The collapse of vanilla Cambrian-S (no new paradigm) on VSI-SUPER proves scaling is insufficient:

Setting	VSR 10min	VSR 60min	VSR 120min	VSC 30min+
1 FPS Streaming	38.3	6.0	0.0	0.0
Uniform 128 frames	26.7	23.3	30.0	0.0

Ablation Study¶

Configuration	Key Finding	Explanation
VSI-590K Source	Real Vid > Sim > Pseudo Image	Full Mix is optimal; video is better for spatial reps
Pure VSI-590K vs Mixed	Pure in-domain loses general ability	Mixed data mitigates generalization decay
Surprise Metric	Pred. Error > Adjacent Feat. Diff	Valid for both VSR and VSC tasks
GT Seg vs Surprise Seg (VSC)	GT slightly higher (Upper Bound)	Surprise segmentation approaches ideal boundaries

Key Findings¶

Brute-force context hits a hard wall: even with ~1.048M tokens, Gemini-2.5-Flash goes Out of Context (OOM) on two-hour videos; even when 60-minute videos fit, VSR/VSC performance is poor (41.5 / 10.9).
Counting does not scale with object number: commercial models' counts saturate at small constants, indicating reliance on training distribution priors rather than true spatial cognition.
Prediction error is more robust than frame difference: as a "surprise" signal, self-supervised prediction error identifies new objects and scene changes more accurately than static feature similarity.

Highlights & Insights¶

Surprise as a computable, reusable control signal: the same LFP prediction error drives memory compression/consolidation (VSR) and event segmentation (VSC), leveraging one self-supervised signal for multiple downstream tasks.
Benchmark design as a core contribution: VSI-SUPER uses in-frame editing to maintain realism and cross-scene counting to test continuous accumulation, specifically designed to be "immune to brute-force context expansion."
Honest "proof-of-concept" framing: the authors admit predictive sensing is a prototype, yet provide compelling evidence via ablations and strong baseline comparisons that this path is viable.
Transferability: the concept of using prediction error as surprise to allocate memory or partition events is transferable to embodied AI, long-range video QA, and streaming agents.

Listed records -
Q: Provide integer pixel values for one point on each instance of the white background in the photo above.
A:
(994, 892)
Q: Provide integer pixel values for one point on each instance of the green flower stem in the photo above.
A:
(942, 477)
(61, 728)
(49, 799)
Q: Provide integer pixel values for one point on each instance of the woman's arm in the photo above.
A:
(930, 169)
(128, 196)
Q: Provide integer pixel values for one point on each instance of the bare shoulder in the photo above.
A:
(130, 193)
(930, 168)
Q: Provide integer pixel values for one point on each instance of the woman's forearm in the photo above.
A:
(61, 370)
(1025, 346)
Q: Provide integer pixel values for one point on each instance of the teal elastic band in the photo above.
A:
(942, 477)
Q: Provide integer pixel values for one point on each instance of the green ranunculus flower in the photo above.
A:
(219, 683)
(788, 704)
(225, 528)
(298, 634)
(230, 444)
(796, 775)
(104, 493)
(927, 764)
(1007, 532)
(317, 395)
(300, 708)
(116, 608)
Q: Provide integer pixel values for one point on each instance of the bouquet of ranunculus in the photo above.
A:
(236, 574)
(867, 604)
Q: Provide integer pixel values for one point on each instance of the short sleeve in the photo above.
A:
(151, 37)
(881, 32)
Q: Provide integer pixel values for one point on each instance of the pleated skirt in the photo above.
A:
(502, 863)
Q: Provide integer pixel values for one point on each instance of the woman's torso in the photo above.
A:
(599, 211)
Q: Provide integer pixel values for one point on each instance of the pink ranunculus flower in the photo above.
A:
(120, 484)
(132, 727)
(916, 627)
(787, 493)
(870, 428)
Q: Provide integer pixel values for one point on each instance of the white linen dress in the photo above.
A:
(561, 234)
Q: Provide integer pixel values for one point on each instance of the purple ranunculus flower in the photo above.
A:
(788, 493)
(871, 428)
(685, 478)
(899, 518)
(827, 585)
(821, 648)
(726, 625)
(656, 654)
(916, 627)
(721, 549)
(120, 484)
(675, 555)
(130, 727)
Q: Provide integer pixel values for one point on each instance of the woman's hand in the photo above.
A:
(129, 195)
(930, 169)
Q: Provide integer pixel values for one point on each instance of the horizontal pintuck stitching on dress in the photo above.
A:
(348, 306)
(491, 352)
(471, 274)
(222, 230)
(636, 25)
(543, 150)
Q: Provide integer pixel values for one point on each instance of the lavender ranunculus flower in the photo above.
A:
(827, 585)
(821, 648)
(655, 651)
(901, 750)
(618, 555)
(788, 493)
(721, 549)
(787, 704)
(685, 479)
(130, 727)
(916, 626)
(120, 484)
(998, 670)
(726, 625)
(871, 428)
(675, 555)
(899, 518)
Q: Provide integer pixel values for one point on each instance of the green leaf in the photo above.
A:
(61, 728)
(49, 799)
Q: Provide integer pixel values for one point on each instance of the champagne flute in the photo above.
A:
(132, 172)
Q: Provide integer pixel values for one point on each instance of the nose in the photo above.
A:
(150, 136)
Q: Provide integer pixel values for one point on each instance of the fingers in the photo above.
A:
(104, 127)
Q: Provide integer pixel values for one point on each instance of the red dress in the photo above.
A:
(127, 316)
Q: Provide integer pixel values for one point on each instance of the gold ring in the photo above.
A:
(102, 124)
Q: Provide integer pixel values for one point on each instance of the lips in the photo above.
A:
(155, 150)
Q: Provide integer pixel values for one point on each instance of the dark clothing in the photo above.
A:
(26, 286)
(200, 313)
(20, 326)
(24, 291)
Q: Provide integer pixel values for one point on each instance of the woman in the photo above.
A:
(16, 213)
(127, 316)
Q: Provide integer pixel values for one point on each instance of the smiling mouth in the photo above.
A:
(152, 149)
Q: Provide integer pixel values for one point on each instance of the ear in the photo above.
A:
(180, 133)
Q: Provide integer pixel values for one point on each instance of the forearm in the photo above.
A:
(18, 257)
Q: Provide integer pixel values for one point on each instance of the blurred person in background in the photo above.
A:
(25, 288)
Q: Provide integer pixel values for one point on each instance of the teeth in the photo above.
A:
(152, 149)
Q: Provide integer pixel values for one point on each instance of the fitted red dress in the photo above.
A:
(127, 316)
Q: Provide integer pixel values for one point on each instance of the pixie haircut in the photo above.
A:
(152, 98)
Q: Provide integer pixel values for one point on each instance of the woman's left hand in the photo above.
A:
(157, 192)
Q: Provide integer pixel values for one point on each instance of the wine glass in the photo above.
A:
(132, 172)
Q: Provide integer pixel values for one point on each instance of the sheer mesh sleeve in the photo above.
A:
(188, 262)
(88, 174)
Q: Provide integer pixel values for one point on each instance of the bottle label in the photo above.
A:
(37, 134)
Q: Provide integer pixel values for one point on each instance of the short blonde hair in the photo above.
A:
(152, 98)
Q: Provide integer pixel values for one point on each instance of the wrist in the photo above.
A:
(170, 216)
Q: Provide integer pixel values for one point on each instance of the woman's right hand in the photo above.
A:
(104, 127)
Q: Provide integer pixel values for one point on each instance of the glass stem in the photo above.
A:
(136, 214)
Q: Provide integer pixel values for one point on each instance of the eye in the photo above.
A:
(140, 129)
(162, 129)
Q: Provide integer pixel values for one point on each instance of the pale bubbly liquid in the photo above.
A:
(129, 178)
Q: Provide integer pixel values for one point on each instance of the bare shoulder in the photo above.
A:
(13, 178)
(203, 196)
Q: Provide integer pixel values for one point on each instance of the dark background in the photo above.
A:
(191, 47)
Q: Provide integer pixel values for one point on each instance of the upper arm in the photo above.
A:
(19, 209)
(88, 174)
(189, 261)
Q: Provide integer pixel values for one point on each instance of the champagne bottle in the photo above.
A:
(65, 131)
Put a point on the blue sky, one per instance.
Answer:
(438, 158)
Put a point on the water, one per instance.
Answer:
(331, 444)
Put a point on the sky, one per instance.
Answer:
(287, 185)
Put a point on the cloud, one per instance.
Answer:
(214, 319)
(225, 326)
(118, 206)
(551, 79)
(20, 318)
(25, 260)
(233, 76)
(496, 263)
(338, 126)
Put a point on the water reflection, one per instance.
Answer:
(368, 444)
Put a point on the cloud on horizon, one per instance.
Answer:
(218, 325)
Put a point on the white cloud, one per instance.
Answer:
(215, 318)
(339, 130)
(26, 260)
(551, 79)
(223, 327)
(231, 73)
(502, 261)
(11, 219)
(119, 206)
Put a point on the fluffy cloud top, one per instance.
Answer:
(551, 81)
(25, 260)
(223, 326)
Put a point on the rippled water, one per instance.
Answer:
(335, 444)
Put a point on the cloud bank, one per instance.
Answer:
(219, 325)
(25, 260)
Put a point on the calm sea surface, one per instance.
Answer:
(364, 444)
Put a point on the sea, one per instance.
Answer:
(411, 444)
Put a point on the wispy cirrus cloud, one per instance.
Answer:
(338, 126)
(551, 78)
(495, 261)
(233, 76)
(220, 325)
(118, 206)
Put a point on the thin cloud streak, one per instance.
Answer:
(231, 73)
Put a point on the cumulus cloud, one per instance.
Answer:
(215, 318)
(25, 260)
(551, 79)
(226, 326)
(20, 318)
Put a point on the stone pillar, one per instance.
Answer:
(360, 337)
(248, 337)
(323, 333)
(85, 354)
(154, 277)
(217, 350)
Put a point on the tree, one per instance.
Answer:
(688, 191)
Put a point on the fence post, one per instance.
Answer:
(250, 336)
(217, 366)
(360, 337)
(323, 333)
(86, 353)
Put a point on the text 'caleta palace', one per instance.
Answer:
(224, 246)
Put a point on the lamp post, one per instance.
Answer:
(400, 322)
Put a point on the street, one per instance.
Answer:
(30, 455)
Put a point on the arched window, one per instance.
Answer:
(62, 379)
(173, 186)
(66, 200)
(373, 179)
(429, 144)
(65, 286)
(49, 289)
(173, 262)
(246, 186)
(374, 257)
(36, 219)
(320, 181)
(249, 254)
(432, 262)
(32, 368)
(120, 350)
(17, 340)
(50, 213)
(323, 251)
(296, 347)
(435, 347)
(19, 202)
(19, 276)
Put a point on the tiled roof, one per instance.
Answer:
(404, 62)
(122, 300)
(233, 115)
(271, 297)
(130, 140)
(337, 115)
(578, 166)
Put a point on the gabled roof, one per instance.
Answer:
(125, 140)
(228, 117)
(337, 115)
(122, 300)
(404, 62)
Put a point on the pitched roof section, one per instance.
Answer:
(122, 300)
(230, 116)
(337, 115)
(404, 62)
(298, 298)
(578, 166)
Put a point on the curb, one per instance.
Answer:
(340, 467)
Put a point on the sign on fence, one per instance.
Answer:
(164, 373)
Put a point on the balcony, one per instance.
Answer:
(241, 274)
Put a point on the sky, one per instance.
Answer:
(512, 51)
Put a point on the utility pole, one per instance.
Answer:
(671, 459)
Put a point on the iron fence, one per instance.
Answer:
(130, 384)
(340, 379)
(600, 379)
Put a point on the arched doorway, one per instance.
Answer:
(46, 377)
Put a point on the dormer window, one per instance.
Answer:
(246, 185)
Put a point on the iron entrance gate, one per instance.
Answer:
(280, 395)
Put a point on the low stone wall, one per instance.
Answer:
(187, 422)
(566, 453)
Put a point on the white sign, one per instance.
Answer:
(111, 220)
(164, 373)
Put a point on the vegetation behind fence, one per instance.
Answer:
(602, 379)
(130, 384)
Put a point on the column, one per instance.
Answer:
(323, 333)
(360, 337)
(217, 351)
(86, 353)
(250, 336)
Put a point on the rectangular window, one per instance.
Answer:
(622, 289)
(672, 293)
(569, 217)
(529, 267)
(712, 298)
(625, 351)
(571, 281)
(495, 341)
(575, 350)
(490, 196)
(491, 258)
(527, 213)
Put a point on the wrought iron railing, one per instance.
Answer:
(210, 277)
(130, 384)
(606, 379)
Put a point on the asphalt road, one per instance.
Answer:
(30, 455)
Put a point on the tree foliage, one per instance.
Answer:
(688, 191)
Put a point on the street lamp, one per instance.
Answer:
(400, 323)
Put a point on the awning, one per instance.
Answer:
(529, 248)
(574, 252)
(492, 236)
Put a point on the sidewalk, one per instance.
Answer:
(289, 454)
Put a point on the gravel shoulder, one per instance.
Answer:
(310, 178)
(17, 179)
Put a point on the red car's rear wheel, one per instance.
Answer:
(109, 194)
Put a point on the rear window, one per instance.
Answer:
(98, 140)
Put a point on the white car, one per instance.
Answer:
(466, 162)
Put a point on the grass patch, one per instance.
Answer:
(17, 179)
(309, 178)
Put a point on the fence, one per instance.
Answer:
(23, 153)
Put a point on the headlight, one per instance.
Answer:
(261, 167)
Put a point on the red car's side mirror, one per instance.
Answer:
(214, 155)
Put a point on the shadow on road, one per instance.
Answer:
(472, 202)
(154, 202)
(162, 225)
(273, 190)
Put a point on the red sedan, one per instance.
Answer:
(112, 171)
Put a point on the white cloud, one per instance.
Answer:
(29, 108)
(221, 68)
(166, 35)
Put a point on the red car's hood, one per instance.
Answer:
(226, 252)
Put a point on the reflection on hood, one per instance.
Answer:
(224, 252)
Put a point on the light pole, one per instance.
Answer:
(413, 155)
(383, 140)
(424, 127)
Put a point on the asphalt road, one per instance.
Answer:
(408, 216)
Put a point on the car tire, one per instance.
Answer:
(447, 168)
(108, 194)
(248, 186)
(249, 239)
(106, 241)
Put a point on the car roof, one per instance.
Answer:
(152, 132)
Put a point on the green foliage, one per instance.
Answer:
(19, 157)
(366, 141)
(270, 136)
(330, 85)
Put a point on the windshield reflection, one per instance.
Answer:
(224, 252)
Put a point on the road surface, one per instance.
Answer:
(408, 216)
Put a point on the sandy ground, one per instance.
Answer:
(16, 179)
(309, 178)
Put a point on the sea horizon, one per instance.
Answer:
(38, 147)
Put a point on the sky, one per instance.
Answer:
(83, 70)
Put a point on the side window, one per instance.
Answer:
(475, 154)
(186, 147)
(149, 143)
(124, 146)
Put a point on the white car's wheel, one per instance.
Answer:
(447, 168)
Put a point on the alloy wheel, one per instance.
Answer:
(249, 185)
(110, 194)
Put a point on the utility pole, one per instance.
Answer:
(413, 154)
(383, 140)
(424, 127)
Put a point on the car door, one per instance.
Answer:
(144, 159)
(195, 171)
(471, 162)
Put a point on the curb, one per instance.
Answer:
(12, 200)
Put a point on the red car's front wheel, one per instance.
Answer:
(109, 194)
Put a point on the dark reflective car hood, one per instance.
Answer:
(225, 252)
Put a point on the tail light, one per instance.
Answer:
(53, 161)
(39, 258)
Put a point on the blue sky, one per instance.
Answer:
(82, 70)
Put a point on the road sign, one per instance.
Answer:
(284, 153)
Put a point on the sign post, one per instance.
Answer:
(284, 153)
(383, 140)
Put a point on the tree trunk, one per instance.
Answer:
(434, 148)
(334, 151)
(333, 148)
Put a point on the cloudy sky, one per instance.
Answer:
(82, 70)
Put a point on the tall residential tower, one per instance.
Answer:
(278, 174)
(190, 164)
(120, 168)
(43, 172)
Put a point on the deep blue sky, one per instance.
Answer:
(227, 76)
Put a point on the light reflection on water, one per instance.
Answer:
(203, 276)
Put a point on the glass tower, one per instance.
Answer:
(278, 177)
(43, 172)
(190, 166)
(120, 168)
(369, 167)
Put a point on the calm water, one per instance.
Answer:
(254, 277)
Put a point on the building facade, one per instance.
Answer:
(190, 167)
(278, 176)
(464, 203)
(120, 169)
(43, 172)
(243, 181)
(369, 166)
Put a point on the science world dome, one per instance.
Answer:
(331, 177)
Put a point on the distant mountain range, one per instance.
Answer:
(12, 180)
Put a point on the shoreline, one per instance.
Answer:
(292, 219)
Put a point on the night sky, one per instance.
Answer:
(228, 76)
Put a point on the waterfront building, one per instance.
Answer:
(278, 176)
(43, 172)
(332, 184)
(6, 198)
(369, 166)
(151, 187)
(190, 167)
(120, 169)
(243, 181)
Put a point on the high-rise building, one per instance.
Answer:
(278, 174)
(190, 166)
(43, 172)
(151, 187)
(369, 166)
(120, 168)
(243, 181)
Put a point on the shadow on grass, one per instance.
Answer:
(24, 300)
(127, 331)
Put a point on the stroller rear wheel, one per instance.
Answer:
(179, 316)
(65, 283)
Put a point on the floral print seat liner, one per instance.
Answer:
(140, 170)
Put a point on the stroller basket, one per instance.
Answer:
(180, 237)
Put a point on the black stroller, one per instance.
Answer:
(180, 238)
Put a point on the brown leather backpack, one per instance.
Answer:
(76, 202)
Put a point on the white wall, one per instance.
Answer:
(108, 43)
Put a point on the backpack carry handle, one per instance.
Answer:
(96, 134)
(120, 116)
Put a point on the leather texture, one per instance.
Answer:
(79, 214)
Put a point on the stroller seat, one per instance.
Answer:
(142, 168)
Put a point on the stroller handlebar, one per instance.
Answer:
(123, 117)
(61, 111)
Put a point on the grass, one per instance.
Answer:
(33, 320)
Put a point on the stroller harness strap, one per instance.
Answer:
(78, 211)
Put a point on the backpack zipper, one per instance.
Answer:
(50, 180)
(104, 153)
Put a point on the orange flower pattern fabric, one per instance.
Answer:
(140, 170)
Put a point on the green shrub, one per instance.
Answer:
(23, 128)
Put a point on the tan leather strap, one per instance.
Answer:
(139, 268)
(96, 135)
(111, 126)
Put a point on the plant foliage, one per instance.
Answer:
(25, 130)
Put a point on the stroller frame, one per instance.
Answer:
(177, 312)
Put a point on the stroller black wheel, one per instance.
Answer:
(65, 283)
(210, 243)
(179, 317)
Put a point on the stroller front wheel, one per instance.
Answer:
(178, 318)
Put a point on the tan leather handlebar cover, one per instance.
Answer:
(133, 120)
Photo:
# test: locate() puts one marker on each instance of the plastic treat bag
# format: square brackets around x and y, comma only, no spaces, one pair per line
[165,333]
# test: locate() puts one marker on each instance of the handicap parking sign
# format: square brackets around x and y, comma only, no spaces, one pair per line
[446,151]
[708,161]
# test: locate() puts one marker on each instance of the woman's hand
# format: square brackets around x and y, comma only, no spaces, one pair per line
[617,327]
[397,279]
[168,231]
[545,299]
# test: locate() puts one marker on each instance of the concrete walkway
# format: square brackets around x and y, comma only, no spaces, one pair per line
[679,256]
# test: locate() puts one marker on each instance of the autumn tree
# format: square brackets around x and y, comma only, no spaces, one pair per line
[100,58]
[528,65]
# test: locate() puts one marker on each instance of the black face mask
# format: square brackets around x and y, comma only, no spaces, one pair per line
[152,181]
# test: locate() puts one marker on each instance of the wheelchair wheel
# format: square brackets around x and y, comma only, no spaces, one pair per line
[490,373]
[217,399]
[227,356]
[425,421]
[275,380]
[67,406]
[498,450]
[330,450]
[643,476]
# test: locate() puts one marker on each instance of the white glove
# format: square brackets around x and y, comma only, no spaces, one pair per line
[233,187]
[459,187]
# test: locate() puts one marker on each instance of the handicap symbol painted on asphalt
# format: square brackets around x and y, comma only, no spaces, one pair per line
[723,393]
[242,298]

Requirement -
In the given text, which model runs out of context on two-hour videos even with about 1.048M tokens?

Response box -
Gemini-2.5-Flash